> **Material to process**:

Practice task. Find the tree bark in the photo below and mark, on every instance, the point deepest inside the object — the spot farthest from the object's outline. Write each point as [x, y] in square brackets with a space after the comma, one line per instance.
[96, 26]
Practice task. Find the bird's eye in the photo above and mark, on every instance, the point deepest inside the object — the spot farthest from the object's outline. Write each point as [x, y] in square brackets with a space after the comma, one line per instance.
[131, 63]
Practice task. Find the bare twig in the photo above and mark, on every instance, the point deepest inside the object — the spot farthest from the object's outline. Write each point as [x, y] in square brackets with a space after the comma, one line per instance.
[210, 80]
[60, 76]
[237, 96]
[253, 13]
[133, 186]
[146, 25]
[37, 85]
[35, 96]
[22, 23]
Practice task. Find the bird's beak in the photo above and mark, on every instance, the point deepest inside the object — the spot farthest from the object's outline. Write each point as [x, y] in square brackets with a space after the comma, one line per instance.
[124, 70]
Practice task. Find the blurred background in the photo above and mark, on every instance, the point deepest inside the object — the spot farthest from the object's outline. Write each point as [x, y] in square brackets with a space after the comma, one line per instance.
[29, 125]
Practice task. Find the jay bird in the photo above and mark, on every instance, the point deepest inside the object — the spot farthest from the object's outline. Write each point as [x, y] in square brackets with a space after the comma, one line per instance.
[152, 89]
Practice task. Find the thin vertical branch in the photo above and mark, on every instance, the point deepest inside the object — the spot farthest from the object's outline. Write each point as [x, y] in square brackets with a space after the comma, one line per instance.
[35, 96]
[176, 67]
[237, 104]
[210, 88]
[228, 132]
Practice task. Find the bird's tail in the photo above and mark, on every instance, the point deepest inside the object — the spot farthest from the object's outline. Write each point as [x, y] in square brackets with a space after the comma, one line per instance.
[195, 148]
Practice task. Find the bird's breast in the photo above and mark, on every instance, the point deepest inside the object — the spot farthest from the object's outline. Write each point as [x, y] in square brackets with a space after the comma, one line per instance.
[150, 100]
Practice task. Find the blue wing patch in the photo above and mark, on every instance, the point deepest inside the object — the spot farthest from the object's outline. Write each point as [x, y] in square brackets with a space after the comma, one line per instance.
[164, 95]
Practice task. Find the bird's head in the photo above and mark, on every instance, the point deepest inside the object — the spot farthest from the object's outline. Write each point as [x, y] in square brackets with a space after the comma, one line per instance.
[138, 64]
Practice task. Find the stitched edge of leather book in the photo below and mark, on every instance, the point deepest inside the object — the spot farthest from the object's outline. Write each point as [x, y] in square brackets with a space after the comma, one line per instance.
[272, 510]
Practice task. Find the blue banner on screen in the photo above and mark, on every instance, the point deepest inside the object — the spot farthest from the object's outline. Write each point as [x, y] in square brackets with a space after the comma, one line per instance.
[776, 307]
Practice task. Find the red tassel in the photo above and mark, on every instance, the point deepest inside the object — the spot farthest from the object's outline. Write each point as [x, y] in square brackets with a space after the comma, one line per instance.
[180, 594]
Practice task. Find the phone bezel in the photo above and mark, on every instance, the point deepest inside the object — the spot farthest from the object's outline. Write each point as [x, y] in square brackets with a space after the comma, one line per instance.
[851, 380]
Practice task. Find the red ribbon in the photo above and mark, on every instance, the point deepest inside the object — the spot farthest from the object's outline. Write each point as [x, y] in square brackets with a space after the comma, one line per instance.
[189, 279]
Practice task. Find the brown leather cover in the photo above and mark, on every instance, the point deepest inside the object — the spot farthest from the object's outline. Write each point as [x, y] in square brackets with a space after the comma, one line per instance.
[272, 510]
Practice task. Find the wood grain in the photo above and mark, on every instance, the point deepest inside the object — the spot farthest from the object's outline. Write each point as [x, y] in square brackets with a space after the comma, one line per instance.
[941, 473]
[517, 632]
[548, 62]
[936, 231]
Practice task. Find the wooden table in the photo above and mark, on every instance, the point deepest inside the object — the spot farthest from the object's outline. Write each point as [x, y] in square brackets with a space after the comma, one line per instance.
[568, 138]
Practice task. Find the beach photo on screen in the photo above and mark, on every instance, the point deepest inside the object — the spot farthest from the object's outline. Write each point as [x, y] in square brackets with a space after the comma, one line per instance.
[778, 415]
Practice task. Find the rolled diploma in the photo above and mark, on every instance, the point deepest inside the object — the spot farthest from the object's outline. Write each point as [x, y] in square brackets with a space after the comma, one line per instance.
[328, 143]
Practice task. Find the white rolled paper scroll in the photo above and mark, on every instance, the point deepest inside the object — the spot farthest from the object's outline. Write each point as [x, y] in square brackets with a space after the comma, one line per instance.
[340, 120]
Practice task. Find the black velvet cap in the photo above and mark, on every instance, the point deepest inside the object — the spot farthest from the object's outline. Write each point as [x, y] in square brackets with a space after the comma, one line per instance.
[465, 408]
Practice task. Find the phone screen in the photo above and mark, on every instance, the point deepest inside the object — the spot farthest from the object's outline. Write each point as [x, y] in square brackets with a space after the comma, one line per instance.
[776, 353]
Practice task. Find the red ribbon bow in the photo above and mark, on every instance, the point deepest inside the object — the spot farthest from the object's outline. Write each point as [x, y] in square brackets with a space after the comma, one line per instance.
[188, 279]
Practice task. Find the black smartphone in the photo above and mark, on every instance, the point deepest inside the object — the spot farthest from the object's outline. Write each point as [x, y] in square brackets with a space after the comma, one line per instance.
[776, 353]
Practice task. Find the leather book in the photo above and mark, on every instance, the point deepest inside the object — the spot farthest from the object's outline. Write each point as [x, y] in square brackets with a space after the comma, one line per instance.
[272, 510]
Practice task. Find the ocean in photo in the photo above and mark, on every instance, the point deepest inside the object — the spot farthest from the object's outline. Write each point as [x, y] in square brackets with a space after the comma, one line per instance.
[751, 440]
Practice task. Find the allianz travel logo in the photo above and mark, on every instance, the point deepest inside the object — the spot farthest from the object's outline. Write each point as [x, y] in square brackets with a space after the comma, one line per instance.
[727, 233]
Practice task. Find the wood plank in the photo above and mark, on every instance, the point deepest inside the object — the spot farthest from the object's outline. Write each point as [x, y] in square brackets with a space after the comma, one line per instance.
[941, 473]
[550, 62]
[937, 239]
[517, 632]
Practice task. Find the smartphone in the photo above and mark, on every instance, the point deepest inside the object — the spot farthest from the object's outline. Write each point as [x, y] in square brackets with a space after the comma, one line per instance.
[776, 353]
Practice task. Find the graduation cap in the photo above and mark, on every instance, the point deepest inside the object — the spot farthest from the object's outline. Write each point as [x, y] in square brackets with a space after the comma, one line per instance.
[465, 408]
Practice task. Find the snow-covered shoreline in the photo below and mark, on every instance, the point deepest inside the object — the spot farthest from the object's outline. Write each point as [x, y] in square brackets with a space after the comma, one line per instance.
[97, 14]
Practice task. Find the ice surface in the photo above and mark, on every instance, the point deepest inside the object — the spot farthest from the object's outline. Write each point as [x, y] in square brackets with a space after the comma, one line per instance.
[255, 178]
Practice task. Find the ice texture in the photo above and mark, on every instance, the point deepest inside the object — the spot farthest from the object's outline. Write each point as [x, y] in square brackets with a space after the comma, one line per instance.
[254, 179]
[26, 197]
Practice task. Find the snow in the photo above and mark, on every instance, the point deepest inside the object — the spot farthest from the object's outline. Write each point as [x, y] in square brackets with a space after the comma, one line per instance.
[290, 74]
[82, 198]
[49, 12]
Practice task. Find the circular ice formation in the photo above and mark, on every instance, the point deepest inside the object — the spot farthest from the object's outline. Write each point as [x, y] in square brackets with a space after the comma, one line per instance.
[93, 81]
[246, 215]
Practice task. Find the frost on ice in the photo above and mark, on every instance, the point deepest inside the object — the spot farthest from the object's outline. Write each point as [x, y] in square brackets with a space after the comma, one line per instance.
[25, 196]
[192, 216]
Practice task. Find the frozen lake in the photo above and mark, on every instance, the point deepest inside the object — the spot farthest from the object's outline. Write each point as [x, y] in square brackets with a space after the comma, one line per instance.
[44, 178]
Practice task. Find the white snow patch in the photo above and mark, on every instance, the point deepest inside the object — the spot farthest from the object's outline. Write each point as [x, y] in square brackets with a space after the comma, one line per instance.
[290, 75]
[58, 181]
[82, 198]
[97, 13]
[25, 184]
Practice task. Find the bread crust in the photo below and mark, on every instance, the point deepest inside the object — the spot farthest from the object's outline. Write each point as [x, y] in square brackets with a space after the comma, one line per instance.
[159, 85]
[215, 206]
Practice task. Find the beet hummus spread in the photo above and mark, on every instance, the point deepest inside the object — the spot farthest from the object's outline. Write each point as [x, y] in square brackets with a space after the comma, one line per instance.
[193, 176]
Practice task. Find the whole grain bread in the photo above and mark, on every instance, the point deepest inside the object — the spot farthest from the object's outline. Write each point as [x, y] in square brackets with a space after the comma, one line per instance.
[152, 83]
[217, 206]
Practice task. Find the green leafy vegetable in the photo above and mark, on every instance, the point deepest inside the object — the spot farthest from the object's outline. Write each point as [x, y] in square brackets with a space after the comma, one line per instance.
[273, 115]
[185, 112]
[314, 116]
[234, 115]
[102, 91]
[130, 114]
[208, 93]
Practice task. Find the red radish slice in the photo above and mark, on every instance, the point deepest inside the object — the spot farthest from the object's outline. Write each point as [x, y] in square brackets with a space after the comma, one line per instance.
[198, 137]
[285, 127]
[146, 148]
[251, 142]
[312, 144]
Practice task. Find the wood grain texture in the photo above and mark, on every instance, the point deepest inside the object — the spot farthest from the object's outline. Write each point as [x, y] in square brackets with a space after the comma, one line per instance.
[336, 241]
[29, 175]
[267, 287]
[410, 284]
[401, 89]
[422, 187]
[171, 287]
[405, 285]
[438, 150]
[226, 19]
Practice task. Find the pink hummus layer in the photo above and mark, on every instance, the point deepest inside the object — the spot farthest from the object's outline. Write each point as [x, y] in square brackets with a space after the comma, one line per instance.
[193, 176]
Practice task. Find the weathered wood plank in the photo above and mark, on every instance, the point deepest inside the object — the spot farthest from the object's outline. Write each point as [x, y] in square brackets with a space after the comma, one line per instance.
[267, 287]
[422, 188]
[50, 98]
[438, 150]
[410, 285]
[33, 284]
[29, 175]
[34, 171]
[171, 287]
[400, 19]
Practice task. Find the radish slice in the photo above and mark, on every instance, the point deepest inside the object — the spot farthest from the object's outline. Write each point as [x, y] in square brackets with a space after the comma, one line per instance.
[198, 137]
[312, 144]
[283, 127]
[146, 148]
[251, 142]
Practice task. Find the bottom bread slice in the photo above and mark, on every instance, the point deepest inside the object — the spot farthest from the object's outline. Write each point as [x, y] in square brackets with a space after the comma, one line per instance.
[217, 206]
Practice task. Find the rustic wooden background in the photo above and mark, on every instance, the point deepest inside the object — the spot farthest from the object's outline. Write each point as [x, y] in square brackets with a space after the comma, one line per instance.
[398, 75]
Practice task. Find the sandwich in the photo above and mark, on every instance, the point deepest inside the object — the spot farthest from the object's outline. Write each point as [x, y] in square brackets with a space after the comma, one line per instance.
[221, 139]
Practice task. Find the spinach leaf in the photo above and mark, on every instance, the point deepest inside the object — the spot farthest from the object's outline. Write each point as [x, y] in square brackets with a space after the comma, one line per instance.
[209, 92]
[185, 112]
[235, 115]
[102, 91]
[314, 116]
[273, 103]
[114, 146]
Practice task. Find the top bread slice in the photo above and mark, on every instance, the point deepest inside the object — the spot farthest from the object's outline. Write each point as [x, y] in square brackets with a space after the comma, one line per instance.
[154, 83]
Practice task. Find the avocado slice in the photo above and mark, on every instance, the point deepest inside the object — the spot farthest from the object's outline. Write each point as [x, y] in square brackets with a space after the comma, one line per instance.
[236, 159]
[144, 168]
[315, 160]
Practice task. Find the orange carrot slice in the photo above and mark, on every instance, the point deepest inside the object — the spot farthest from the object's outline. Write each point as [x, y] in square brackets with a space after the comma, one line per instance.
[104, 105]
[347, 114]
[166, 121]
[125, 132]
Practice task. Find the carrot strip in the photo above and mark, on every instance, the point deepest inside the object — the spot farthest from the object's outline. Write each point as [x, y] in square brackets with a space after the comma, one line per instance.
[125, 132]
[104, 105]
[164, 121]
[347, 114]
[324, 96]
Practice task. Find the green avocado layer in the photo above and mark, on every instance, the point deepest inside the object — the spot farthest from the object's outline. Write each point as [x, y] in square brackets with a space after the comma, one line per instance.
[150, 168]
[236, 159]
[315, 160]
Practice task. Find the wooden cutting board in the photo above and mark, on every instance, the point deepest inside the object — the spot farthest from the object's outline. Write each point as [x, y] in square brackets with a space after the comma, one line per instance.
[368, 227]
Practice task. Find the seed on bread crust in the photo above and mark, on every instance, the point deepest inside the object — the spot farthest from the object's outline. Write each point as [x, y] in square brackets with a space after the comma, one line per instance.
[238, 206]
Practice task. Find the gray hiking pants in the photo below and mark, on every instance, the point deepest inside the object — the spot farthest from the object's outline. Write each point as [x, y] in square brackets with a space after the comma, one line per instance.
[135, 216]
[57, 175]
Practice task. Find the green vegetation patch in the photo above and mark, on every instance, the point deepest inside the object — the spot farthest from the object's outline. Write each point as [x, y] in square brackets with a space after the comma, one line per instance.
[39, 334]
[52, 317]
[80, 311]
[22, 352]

> **To be done**: Please set out the stretch from the line containing "Practice task. Find the gray" through the end of the records as a Markdown table with the columns Row and Line, numbering each line and skipping any blank lines.

> **Written response**:
| Row | Line |
|---|---|
| 1 | Practice task. Find the gray hiking pants in the photo below and mark, on every instance, the point deepest inside the object — the spot farthest from the object's outline. Write each point as [x, y] in square brackets with a space after the comma, one line per instance. |
| 2 | [135, 216] |
| 3 | [57, 175] |
| 4 | Practice task. Find the green vegetation patch in the photo above and mark, on every instance, the point deepest inside the object — the spot farthest from the object's outline. Write each point as [x, y] in square brackets with a space after the comma, one line per instance. |
| 5 | [39, 334] |
| 6 | [52, 317] |
| 7 | [80, 311] |
| 8 | [22, 352] |